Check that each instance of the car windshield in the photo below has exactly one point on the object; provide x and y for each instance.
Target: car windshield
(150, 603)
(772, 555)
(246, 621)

☆ ☆ ☆

• [Requirement] Output the data above as a Markdown table with the columns Row and Line, one numbered row per line, leaving out blank lines.

• [Written answer]
| Row | Line |
|---|---|
| 1 | Check that each instance of the car windshield in the photo below has exactly one point on the object; provide x and y for each instance. |
| 2 | Target: car windshield |
| 3 | (150, 603) |
| 4 | (772, 555) |
| 5 | (246, 621) |